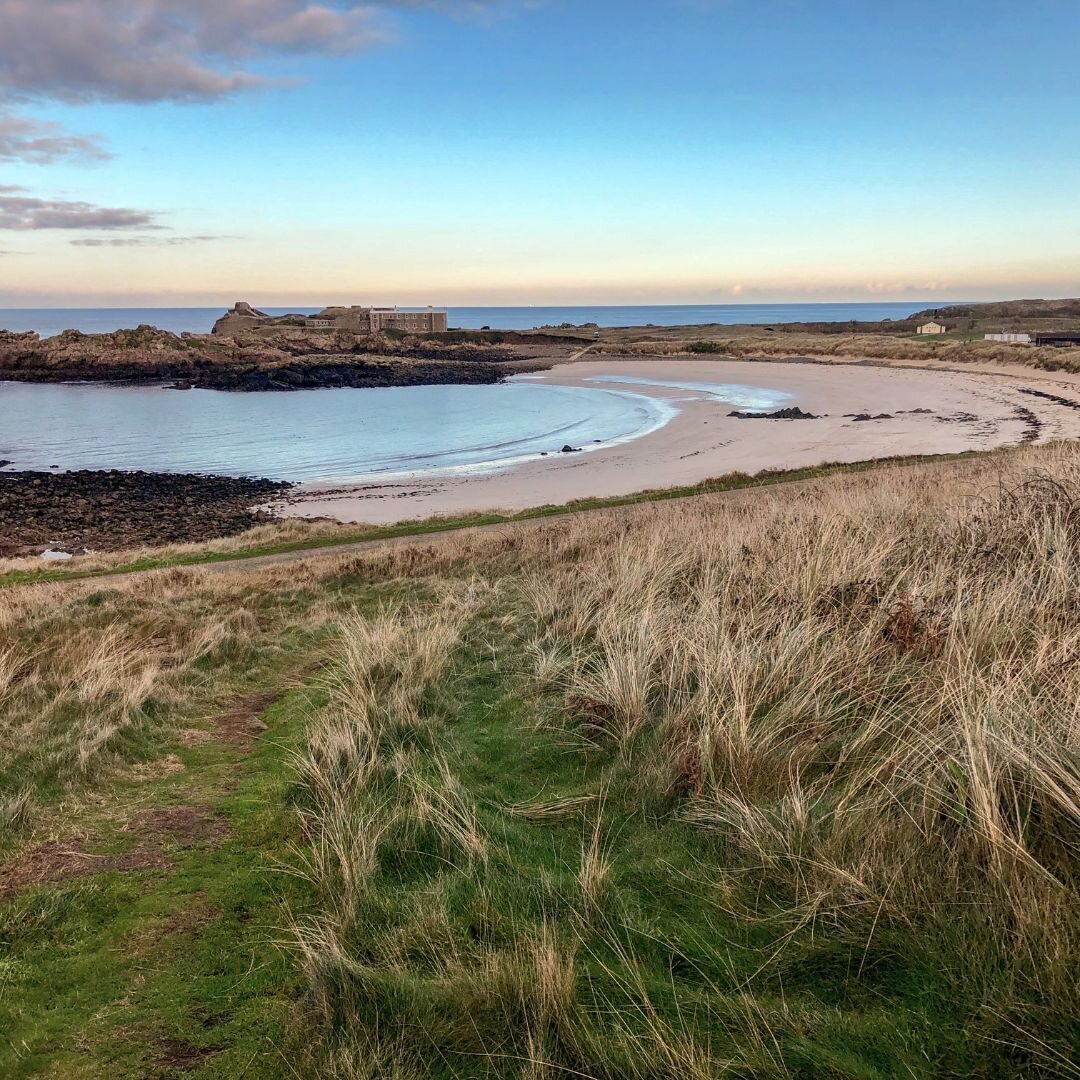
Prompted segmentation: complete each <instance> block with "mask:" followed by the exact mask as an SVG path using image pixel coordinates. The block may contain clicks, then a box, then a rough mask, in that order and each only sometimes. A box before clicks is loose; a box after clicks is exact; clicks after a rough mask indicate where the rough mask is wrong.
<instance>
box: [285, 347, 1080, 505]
mask: <svg viewBox="0 0 1080 1080" xmlns="http://www.w3.org/2000/svg"><path fill="white" fill-rule="evenodd" d="M989 376H993V377H994V378H993V379H991V378H988V377H989ZM596 378H600V379H602V380H603V381H600V382H595V381H591V380H593V379H596ZM640 379H646V380H650V381H647V382H640V381H636V380H640ZM530 381H532V382H535V383H546V384H550V386H578V387H585V388H590V389H597V388H598V387H600V386H603V387H604V388H605V389H610V390H617V391H618V390H622V391H629V392H633V393H638V394H645V395H647V396H654V397H657V399H660V400H661V401H665V402H667V403H670V404H674V405H675V407H676V408H677V409H678V411H677V414H676V415H675V416H674V417H673V418H672V419H671V420H670V421H669V422H667V423H666V424H664V426H663V427H662V428H660V429H659V430H657V431H653V432H651V433H650V434H647V435H644V436H642V437H639V438H636V440H634V441H632V442H627V443H622V444H620V445H617V446H604V447H603V448H597V449H588V450H582V453H580V454H565V455H564V454H552V455H550V456H549V457H546V458H543V459H541V460H534V461H528V462H524V463H522V464H518V465H515V467H513V468H509V469H503V470H499V471H495V472H486V473H481V474H473V475H417V476H410V477H407V478H399V480H388V481H386V482H380V481H379V480H378V478H373V477H367V478H365V480H363V481H362V482H356V483H354V484H341V483H340V482H334V483H325V484H311V483H309V484H301V485H298V486H297V487H296V488H295V489H294V490H293V491H292V492H291V495H289V497H288V498H287V499H285V500H282V501H280V502H274V503H271V504H270V505H269V508H268V509H270V510H271V511H272V512H273V513H274V514H275V515H278V516H281V517H329V518H334V519H337V521H340V522H347V523H357V524H370V525H388V524H395V523H399V522H405V521H414V519H419V518H429V517H441V516H460V515H462V514H468V513H488V512H490V513H498V512H515V511H521V510H527V509H530V508H532V507H539V505H545V504H558V503H567V502H572V501H575V500H579V499H590V498H609V497H622V496H630V495H633V494H635V492H638V491H642V490H645V489H663V488H667V487H679V486H688V485H693V484H698V483H702V482H704V481H707V480H710V478H712V477H715V476H719V475H724V474H726V473H731V472H744V473H748V474H754V473H756V472H760V471H764V470H769V469H797V468H808V467H813V465H818V464H822V463H823V462H826V461H832V462H841V463H842V462H848V463H851V462H855V461H862V460H874V459H877V458H886V457H896V456H905V455H912V456H918V455H934V454H962V453H967V451H972V450H976V451H977V450H990V449H995V448H998V447H1002V446H1009V445H1016V444H1021V443H1025V442H1045V441H1049V440H1054V438H1080V378H1077V377H1070V376H1068V375H1064V374H1061V373H1053V374H1051V373H1045V372H1037V370H1035V369H1031V368H1024V367H1016V368H1003V367H1000V366H997V365H986V366H985V367H984V366H983V365H978V366H975V365H972V367H971V368H967V367H966V368H963V369H960V368H951V367H950V368H930V367H928V366H926V365H919V366H918V367H916V368H913V367H912V366H909V365H907V364H905V363H904V362H896V363H892V364H891V363H889V362H888V361H873V360H870V361H864V362H836V361H824V362H823V361H818V360H809V357H808V359H807V360H802V361H798V360H796V361H779V360H778V361H769V362H767V363H762V362H758V361H734V360H686V359H683V357H677V359H666V357H651V359H649V357H640V359H634V360H629V359H618V360H615V359H612V360H606V359H599V360H590V361H578V362H575V363H569V364H568V363H563V364H558V365H557V366H555V367H553V368H552V369H550V370H549V372H545V373H542V374H540V375H532V377H531V379H530ZM671 383H676V384H675V386H672V384H671ZM677 383H683V386H678V384H677ZM693 383H699V384H700V383H718V384H731V383H735V384H740V386H746V387H758V388H761V389H765V390H768V391H770V392H772V393H777V394H779V393H788V394H791V395H792V396H791V399H789V400H788V401H786V402H784V404H785V405H789V406H797V407H799V408H801V409H804V410H805V411H808V413H811V414H813V415H814V417H815V418H814V419H798V420H779V419H778V420H773V419H738V418H734V417H730V416H728V414H729V413H731V411H735V410H738V409H739V408H740V405H739V404H738V402H735V401H732V400H730V399H725V397H724V396H723V395H719V396H716V395H708V394H706V393H705V392H704V391H703V389H702V388H701V386H693ZM1032 383H1034V386H1032ZM1040 386H1042V387H1045V388H1047V389H1044V390H1039V389H1038V388H1039V387H1040Z"/></svg>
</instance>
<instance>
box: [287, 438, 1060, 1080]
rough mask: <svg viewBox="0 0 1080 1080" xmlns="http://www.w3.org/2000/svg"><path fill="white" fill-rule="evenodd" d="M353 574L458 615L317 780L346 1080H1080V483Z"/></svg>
mask: <svg viewBox="0 0 1080 1080" xmlns="http://www.w3.org/2000/svg"><path fill="white" fill-rule="evenodd" d="M346 566H347V572H349V573H355V575H361V576H364V577H365V578H366V579H367V580H381V579H383V578H392V577H394V576H395V575H403V576H407V577H418V578H420V579H421V580H436V581H438V582H440V583H441V585H440V589H438V590H436V593H437V595H436V596H434V597H433V599H432V602H431V607H430V608H429V609H426V610H415V609H414V610H409V611H408V612H402V611H394V612H384V613H383V615H382V616H380V617H378V618H377V619H375V620H359V621H355V622H349V623H347V626H346V633H345V636H343V643H342V650H341V662H340V664H339V666H338V673H337V675H336V677H335V681H334V683H333V686H332V689H330V693H329V703H328V705H327V707H326V708H325V710H324V711H323V712H321V713H320V714H319V716H316V717H314V718H313V721H312V729H311V737H310V740H309V745H308V750H307V751H306V752H305V755H303V756H301V758H300V759H299V760H298V762H297V768H298V773H299V777H300V780H301V785H302V791H303V798H305V800H306V802H305V811H303V813H305V822H306V828H307V831H308V832H309V834H310V835H311V836H312V837H313V840H312V845H311V847H310V849H309V850H308V852H307V854H306V856H305V858H306V869H307V873H308V874H310V876H311V877H312V879H313V880H315V881H316V882H318V885H319V887H320V890H321V895H322V897H323V900H322V905H323V906H322V909H321V910H320V912H319V913H318V914H316V915H315V916H312V917H308V918H306V919H302V920H298V921H297V924H296V927H295V928H294V934H295V939H294V940H295V944H296V947H297V949H298V951H299V955H300V957H301V962H302V963H303V967H305V970H306V971H307V973H308V977H309V980H310V985H311V986H312V990H313V995H314V1000H315V1001H316V1003H318V1005H319V1010H320V1013H321V1015H322V1018H323V1021H324V1024H325V1028H324V1030H325V1031H326V1032H327V1034H326V1039H327V1043H326V1045H327V1047H328V1048H330V1049H328V1050H327V1053H329V1054H330V1055H332V1057H333V1059H334V1061H336V1062H338V1063H340V1062H341V1061H342V1059H343V1058H341V1056H340V1055H342V1054H347V1055H353V1056H352V1057H350V1058H349V1059H350V1061H357V1059H359V1057H356V1055H360V1054H361V1047H368V1048H374V1049H375V1050H376V1051H377V1052H378V1054H380V1055H382V1056H381V1057H379V1059H380V1061H381V1062H382V1063H383V1067H384V1068H386V1069H387V1075H399V1074H400V1075H402V1076H411V1075H417V1076H565V1075H572V1076H589V1077H640V1078H646V1077H648V1078H652V1077H673V1078H674V1077H715V1076H720V1075H740V1076H748V1075H753V1076H795V1075H824V1074H826V1072H827V1074H828V1075H842V1076H863V1075H878V1074H875V1072H873V1071H867V1070H869V1069H872V1066H870V1065H869V1064H868V1063H869V1062H870V1061H875V1059H876V1061H886V1062H889V1063H890V1064H889V1065H887V1066H886V1071H885V1074H881V1075H892V1074H893V1072H894V1071H904V1070H908V1071H912V1072H914V1074H915V1075H940V1071H941V1070H942V1069H944V1070H945V1071H958V1072H982V1074H984V1075H988V1074H991V1075H1003V1074H1004V1072H1008V1074H1010V1075H1055V1074H1059V1075H1068V1071H1069V1067H1068V1055H1069V1050H1068V1043H1069V1038H1070V1036H1069V1032H1070V1031H1072V1032H1074V1034H1075V1028H1074V1017H1075V1005H1076V1004H1077V998H1076V984H1075V970H1076V962H1077V958H1078V949H1077V944H1078V937H1080V934H1078V931H1080V927H1078V919H1077V916H1076V912H1077V893H1076V887H1077V877H1076V868H1077V862H1076V860H1077V841H1078V838H1080V816H1078V808H1080V775H1078V771H1077V764H1076V762H1077V757H1076V753H1077V748H1078V747H1077V733H1078V725H1077V719H1078V714H1077V704H1076V703H1077V701H1080V675H1078V671H1080V669H1078V667H1077V664H1076V658H1077V657H1078V656H1080V651H1078V650H1080V630H1078V627H1077V624H1076V598H1077V582H1078V581H1080V453H1078V450H1077V449H1076V448H1072V447H1063V446H1059V447H1049V448H1032V449H1029V450H1027V451H1024V453H1017V454H1014V455H1011V456H1009V457H1007V458H1001V459H998V460H996V461H994V462H990V461H985V460H984V461H976V462H971V463H966V464H963V465H957V467H955V468H954V469H951V470H949V471H948V472H944V471H934V472H930V471H920V470H908V471H904V472H901V471H897V472H894V473H891V474H889V475H887V476H875V477H845V478H833V480H823V481H822V482H820V483H819V484H814V485H810V486H808V487H806V488H802V489H800V490H799V491H798V492H783V491H773V492H768V491H761V492H757V494H756V495H755V497H754V498H752V499H751V498H747V499H745V500H739V501H731V502H729V503H718V502H713V503H707V502H702V503H683V504H678V505H669V507H664V508H663V509H662V512H657V511H656V509H654V508H637V509H636V510H635V512H632V513H626V514H624V515H622V516H620V517H619V518H610V519H591V521H579V522H576V523H562V524H559V525H551V526H548V527H539V528H535V529H530V530H528V532H524V531H523V532H521V534H517V535H515V534H507V535H480V536H476V535H474V536H470V537H462V538H461V539H460V540H459V541H457V542H449V543H443V544H441V545H440V546H438V548H437V549H434V548H431V549H428V550H427V551H426V552H424V555H423V557H422V558H419V557H418V556H417V555H416V554H414V555H411V556H406V555H405V554H404V553H402V552H384V553H373V554H368V555H363V556H360V557H357V558H355V559H352V561H349V562H348V563H347V564H346ZM477 576H478V578H480V580H482V581H484V582H486V583H487V584H486V585H480V586H477V584H476V581H477ZM454 582H457V584H456V585H455V584H453V583H454ZM467 594H468V595H469V597H470V598H469V599H468V600H467V599H463V597H464V596H465V595H467ZM477 680H478V683H477ZM469 687H474V688H477V687H478V688H480V689H473V690H469V689H468V688H469ZM484 687H487V690H484V689H483V688H484ZM477 693H478V694H480V700H477V699H476V697H475V694H477ZM492 693H494V694H495V697H494V698H492V697H491V694H492ZM485 702H486V703H487V704H485ZM487 710H494V712H490V713H486V712H485V711H487ZM511 717H512V719H511ZM492 725H494V727H492ZM503 726H507V728H512V730H513V731H514V732H516V734H509V733H508V734H504V735H501V737H500V735H499V734H498V732H499V731H505V730H507V728H504V727H503ZM500 739H501V741H500ZM492 740H494V742H492ZM515 741H516V742H515ZM330 747H333V748H330ZM497 747H498V748H500V750H501V753H502V754H503V755H509V756H503V757H495V758H491V757H489V755H491V754H492V753H495V752H496V748H497ZM552 755H553V756H552ZM541 760H542V761H544V762H546V764H545V765H544V768H545V769H548V770H549V774H548V775H543V777H537V778H536V780H537V783H536V787H535V788H534V789H535V792H536V794H535V796H534V797H531V798H528V797H526V798H516V799H515V798H507V797H504V796H505V794H509V793H511V792H519V791H521V789H522V788H521V786H519V785H521V784H522V783H523V782H524V780H525V778H528V777H534V770H535V769H536V768H537V762H539V761H541ZM492 770H494V773H495V774H492ZM500 771H501V772H502V775H501V777H500V775H498V773H499V772H500ZM549 782H551V783H552V785H553V786H555V787H556V792H557V793H556V792H553V791H551V789H550V788H549ZM545 791H546V794H545ZM500 796H502V797H500ZM523 831H524V832H523ZM545 846H546V848H548V854H546V855H545V854H544V853H543V849H544V847H545ZM831 956H832V957H835V961H834V960H827V959H826V957H831ZM834 962H835V963H838V964H839V970H833V969H832V968H829V967H828V964H831V963H834ZM815 964H826V967H823V968H820V969H818V968H815V967H814V966H815ZM814 972H818V974H815V973H814ZM880 980H883V982H879V981H880ZM864 983H865V984H866V985H867V986H869V985H874V986H876V987H877V989H875V990H873V991H869V996H868V997H864V996H862V995H863V994H864V991H863V990H862V989H860V987H861V986H862V985H863V984H864ZM785 987H786V993H785V989H784V988H785ZM875 995H878V996H880V997H879V998H875ZM917 1001H921V1002H922V1003H921V1004H916V1002H917ZM856 1002H858V1003H856ZM875 1002H877V1003H875ZM890 1002H891V1003H890ZM929 1002H933V1004H932V1005H931V1007H930V1008H929V1010H928V1011H927V1012H921V1011H920V1010H922V1009H927V1005H928V1003H929ZM917 1017H918V1018H917ZM916 1030H918V1031H919V1032H920V1034H919V1035H917V1036H916V1035H915V1034H914V1032H915V1031H916ZM931 1031H932V1032H933V1034H932V1035H931V1034H928V1032H931ZM912 1039H915V1040H916V1042H918V1041H919V1040H923V1041H924V1042H926V1040H929V1043H927V1044H928V1045H929V1044H932V1049H930V1050H928V1055H929V1056H928V1057H923V1058H917V1057H915V1056H912V1055H910V1054H909V1052H908V1050H909V1047H910V1044H912V1043H910V1041H909V1040H912ZM872 1048H873V1049H872ZM905 1048H907V1049H905ZM388 1054H389V1056H387V1055H388ZM335 1055H336V1056H335ZM882 1055H883V1057H882ZM327 1059H329V1058H327ZM927 1061H931V1062H932V1063H933V1065H932V1067H931V1068H929V1069H928V1068H927ZM920 1062H921V1064H919V1063H920ZM394 1069H396V1070H399V1071H397V1074H395V1072H394V1071H393V1070H394ZM808 1069H809V1070H810V1071H809V1072H808V1071H807V1070H808ZM350 1070H352V1071H350ZM920 1070H921V1071H920ZM342 1075H347V1076H361V1075H364V1074H363V1072H362V1071H356V1070H355V1067H354V1066H349V1067H348V1068H345V1069H343V1071H342Z"/></svg>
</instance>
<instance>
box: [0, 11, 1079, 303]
mask: <svg viewBox="0 0 1080 1080" xmlns="http://www.w3.org/2000/svg"><path fill="white" fill-rule="evenodd" d="M1078 54H1080V4H1078V3H1077V2H1076V0H1028V2H1026V3H1024V4H1017V3H1015V2H1014V0H1000V2H998V0H983V2H973V0H936V2H929V0H910V2H905V3H867V2H866V0H858V2H856V0H666V2H662V0H661V2H652V3H646V2H640V0H637V2H635V0H621V2H617V0H396V2H369V3H357V2H355V0H318V2H316V0H0V307H106V306H132V307H134V306H148V307H153V306H202V305H206V306H221V305H228V303H231V302H232V301H234V300H237V299H246V300H249V301H252V302H255V303H257V305H266V306H275V305H283V306H287V305H293V303H295V305H297V306H300V305H312V306H314V305H322V303H346V302H348V303H402V305H423V303H435V305H453V306H463V305H526V303H537V305H558V303H581V305H596V303H731V302H744V303H753V302H773V301H796V302H797V301H806V302H812V301H815V300H820V301H837V300H845V301H854V300H892V299H895V300H905V299H913V298H917V299H920V300H923V299H924V300H946V299H956V300H959V299H972V300H974V299H1003V298H1010V297H1032V296H1045V297H1061V296H1080V76H1078V73H1077V60H1076V57H1077V55H1078Z"/></svg>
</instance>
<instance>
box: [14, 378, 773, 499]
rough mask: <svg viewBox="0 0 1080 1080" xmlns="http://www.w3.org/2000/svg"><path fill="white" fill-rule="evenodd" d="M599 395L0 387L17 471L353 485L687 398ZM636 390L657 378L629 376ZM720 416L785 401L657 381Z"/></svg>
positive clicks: (667, 410) (761, 408)
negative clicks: (224, 474) (140, 470)
mask: <svg viewBox="0 0 1080 1080" xmlns="http://www.w3.org/2000/svg"><path fill="white" fill-rule="evenodd" d="M592 381H593V382H595V383H596V386H595V387H562V386H544V384H542V383H538V382H537V381H535V379H530V378H527V377H523V378H519V379H512V380H510V381H509V382H507V383H503V384H498V386H475V387H474V386H437V387H393V388H389V389H376V390H301V391H296V392H293V393H245V394H230V393H220V392H218V391H214V390H188V391H177V390H165V389H162V388H159V387H110V386H94V384H89V383H71V384H57V386H53V384H37V383H22V382H0V459H2V460H10V461H11V463H12V464H11V468H12V469H15V470H18V469H39V470H42V469H51V468H55V469H65V470H67V469H148V470H151V471H161V472H202V473H219V474H225V475H241V476H242V475H258V476H268V477H272V478H275V480H292V481H335V482H349V481H361V480H377V478H386V477H390V476H403V475H414V474H418V473H431V472H433V471H436V472H450V473H460V472H475V471H482V472H483V471H488V470H491V469H502V468H507V467H509V465H512V464H515V463H518V462H522V461H528V460H531V459H536V458H539V457H540V456H541V455H545V454H558V453H561V450H562V448H563V447H564V446H566V445H567V444H570V445H572V446H573V447H575V448H580V449H581V450H582V451H584V453H588V451H590V450H596V449H600V448H603V447H605V446H613V445H618V444H620V443H626V442H631V441H632V440H635V438H640V437H642V436H643V435H647V434H649V433H650V432H653V431H657V430H659V429H660V428H662V427H663V426H664V424H665V423H667V422H669V421H670V420H671V419H672V418H673V417H674V416H675V415H676V414H677V413H678V410H679V403H678V400H677V399H676V400H672V401H667V400H660V399H657V397H653V396H649V395H647V394H644V393H635V392H634V391H633V389H631V388H630V387H616V386H610V384H609V382H610V380H607V379H605V378H604V377H603V376H598V377H596V378H595V379H594V380H592ZM622 381H624V382H627V383H631V384H632V383H634V382H645V383H649V382H650V381H651V382H656V380H648V379H646V380H642V379H630V378H627V379H624V380H622ZM657 384H660V386H666V387H671V388H672V389H674V390H679V391H685V392H686V393H687V395H692V396H694V397H699V399H702V397H703V399H712V400H715V401H716V402H717V403H718V406H719V407H724V408H730V407H731V406H734V407H737V408H760V409H767V408H773V407H777V406H778V405H781V404H784V403H786V401H787V400H788V396H789V395H788V394H786V393H782V392H779V391H772V390H766V389H762V388H758V387H746V386H738V384H735V386H733V384H729V383H716V384H713V383H707V384H706V383H701V382H678V381H673V382H663V381H661V382H659V383H657Z"/></svg>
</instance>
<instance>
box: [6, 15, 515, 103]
mask: <svg viewBox="0 0 1080 1080" xmlns="http://www.w3.org/2000/svg"><path fill="white" fill-rule="evenodd" d="M421 6H427V8H433V9H436V10H441V11H446V12H456V11H457V12H482V11H491V10H496V9H498V8H500V6H502V3H501V2H500V0H487V2H484V0H472V2H468V0H465V2H461V0H459V2H446V3H424V2H409V0H396V2H394V0H382V2H380V0H374V2H372V0H365V2H360V0H327V2H315V0H76V2H72V0H0V26H2V27H3V33H2V35H0V96H2V95H6V96H8V97H9V99H27V98H30V99H35V98H37V99H42V98H52V99H60V100H65V102H90V100H122V102H161V100H181V102H183V100H208V99H214V98H219V97H224V96H227V95H229V94H233V93H235V92H238V91H243V90H251V89H254V87H257V86H260V85H265V84H266V83H267V82H268V81H272V80H270V79H268V77H267V76H266V75H265V73H260V72H257V71H253V70H252V68H251V65H252V63H253V62H258V60H260V59H267V58H273V57H281V56H289V55H293V56H295V55H302V54H321V55H349V54H353V53H357V52H361V51H363V50H365V49H368V48H370V46H373V45H377V44H380V43H382V42H386V41H388V40H389V39H390V38H392V37H393V32H392V27H391V24H390V22H388V15H389V13H390V12H392V11H393V10H394V9H405V8H421Z"/></svg>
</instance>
------------------------------------------------------------------------
# EXERCISE INSTRUCTIONS:
Copy out, word for word, the lines from the beginning through the line that contains "box: [285, 347, 1080, 505]", and leave out the picture.

# SOLUTION TO THIS PROBLEM:
Prompted segmentation: complete each <instance> block with "mask:" followed by the exact mask as an SVG path using image pixel coordinates. The block may contain clicks, then a box, then a rough mask, in that order and each only sometimes. A box before clicks is loose; a box after clicks is exact; clicks after a rough mask indicate where the rough mask is wrong.
<instance>
box: [285, 347, 1080, 505]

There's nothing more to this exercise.